— Begin —
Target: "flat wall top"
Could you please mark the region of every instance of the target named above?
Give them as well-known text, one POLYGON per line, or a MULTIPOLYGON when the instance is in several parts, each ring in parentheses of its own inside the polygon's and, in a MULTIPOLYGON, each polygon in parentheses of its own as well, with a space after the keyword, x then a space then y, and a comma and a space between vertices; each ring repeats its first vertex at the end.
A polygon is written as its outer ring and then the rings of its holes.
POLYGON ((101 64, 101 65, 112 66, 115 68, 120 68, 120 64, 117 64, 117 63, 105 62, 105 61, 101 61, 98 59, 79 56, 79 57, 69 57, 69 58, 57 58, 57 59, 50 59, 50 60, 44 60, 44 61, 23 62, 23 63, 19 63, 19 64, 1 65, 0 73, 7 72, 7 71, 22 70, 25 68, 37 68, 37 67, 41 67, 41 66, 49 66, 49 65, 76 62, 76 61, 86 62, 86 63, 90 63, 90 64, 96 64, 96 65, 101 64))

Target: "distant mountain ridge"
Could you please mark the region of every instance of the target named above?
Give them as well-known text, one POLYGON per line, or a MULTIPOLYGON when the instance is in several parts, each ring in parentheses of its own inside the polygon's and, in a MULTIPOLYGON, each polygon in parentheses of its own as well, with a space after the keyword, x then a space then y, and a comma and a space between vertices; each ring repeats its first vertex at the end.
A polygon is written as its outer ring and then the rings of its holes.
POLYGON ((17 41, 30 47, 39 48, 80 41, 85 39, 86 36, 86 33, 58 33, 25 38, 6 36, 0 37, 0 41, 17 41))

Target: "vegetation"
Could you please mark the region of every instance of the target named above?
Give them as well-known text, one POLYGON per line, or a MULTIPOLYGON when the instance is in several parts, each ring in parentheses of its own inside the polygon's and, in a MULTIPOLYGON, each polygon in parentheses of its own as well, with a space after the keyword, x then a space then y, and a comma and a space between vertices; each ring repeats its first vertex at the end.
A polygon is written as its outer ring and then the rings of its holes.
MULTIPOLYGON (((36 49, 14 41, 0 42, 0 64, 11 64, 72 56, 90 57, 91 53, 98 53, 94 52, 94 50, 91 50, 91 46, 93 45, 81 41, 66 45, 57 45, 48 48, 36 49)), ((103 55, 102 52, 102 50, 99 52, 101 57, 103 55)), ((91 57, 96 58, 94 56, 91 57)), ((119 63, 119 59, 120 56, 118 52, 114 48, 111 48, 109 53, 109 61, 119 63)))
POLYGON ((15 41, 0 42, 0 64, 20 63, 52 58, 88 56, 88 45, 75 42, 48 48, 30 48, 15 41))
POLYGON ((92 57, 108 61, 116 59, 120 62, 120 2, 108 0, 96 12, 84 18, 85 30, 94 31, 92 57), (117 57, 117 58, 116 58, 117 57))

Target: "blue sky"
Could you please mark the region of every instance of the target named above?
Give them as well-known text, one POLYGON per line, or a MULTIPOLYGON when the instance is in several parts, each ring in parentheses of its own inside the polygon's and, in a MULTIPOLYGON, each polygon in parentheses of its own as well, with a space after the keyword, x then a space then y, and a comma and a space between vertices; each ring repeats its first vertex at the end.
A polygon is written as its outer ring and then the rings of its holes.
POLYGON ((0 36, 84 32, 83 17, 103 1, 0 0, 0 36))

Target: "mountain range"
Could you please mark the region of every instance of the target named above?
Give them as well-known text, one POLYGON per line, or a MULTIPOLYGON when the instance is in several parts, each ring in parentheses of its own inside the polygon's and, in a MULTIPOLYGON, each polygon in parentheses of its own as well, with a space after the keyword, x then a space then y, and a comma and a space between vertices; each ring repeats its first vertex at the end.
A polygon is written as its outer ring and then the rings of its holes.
— End —
* [INSTRUCTIONS FOR THE TASK]:
Transcribe every item above word for word, keeping all the lines as they appear.

* [OUTPUT BELOW]:
Target: "flat wall top"
Could you please mark the region of every instance of the target named above?
Give them as well-known text, one POLYGON per line, or a MULTIPOLYGON when the instance is in several parts, each ring in parentheses of its own inside the polygon's and, in a MULTIPOLYGON, each polygon in parentheses of its own as well, with a space after the keyword, x then a space then y, and a comma and a space between vertices; each ring repeats its first vertex at the end.
A polygon is written as its outer ring and then the rings of its holes.
POLYGON ((101 64, 101 65, 112 66, 115 68, 120 68, 120 64, 117 64, 117 63, 105 62, 105 61, 101 61, 98 59, 79 56, 79 57, 69 57, 69 58, 57 58, 57 59, 50 59, 50 60, 44 60, 44 61, 23 62, 23 63, 19 63, 19 64, 1 65, 0 73, 7 72, 7 71, 22 70, 25 68, 37 68, 37 67, 41 67, 41 66, 49 66, 49 65, 76 62, 76 61, 86 62, 86 63, 90 63, 90 64, 96 64, 96 65, 101 64))

Target: "distant mountain ridge"
Could you please mark the region of every instance of the target named above?
Give them as well-known text, one POLYGON per line, or a MULTIPOLYGON when the instance is in several parts, each ring in parentheses of its own inside the polygon's and, in a MULTIPOLYGON, each polygon in parentheses of its own as well, with a space after the keyword, x then a space then y, and a comma and a space between vertices; each ring repeats its first vertex at the end.
A polygon is written as its outer ring and then the rings of its holes.
POLYGON ((17 41, 30 47, 39 48, 80 41, 85 39, 86 36, 86 33, 58 33, 25 38, 6 36, 0 37, 0 41, 17 41))

Target: "vegetation"
Could you please mark the region of every instance of the target named above?
Give them as well-known text, one POLYGON per line, or a MULTIPOLYGON when the instance is in several parts, each ring in parentheses of its own inside the polygon's and, in a MULTIPOLYGON, each polygon in parentheses of its own as well, with a space after the keyword, x then a space then y, and a comma and a space between vertices; each ring repeats its first vertex at the end.
A polygon is written as its outer ring and then the rings of its holes.
MULTIPOLYGON (((36 49, 14 41, 0 42, 0 64, 11 64, 72 56, 90 57, 91 53, 98 53, 94 52, 94 50, 91 50, 91 46, 93 45, 81 41, 66 45, 57 45, 48 48, 36 49)), ((103 55, 102 52, 102 50, 99 52, 101 57, 103 55)), ((91 57, 96 58, 94 56, 91 57)), ((119 63, 119 59, 120 56, 118 52, 114 48, 111 48, 109 53, 109 61, 119 63)))
POLYGON ((15 41, 0 42, 0 64, 20 63, 52 58, 88 56, 88 45, 75 42, 48 48, 30 48, 15 41))
POLYGON ((92 57, 108 61, 116 59, 120 62, 120 2, 108 0, 96 12, 84 18, 85 30, 94 31, 92 57), (117 57, 117 58, 116 58, 117 57))

Target: "blue sky"
Could you please mark the region of every instance of the target named above?
Give them as well-known text, one POLYGON per line, or a MULTIPOLYGON when the instance is in several parts, each ring in parentheses of its own inside the polygon's and, in a MULTIPOLYGON, each polygon in parentheses of its own as well, with a space after the keyword, x then a space then y, and a comma and a space between vertices; each ring repeats its first vertex at the end.
A polygon is written as its outer ring and then the rings of its holes.
POLYGON ((0 36, 84 32, 83 17, 103 1, 0 0, 0 36))

Target: "mountain range"
Could you please mark the region of every instance of the target named above?
Give them as well-known text, one POLYGON per line, or a MULTIPOLYGON when the instance is in several parts, each ring in parentheses of its own inside the polygon's and, in a MULTIPOLYGON, each polygon in parentheses of its own as well, with a space after the keyword, x then a space then y, and a comma and a space between vertices; each ring repeats its first vertex at the end.
A polygon is written as its outer ring and then the rings of its holes.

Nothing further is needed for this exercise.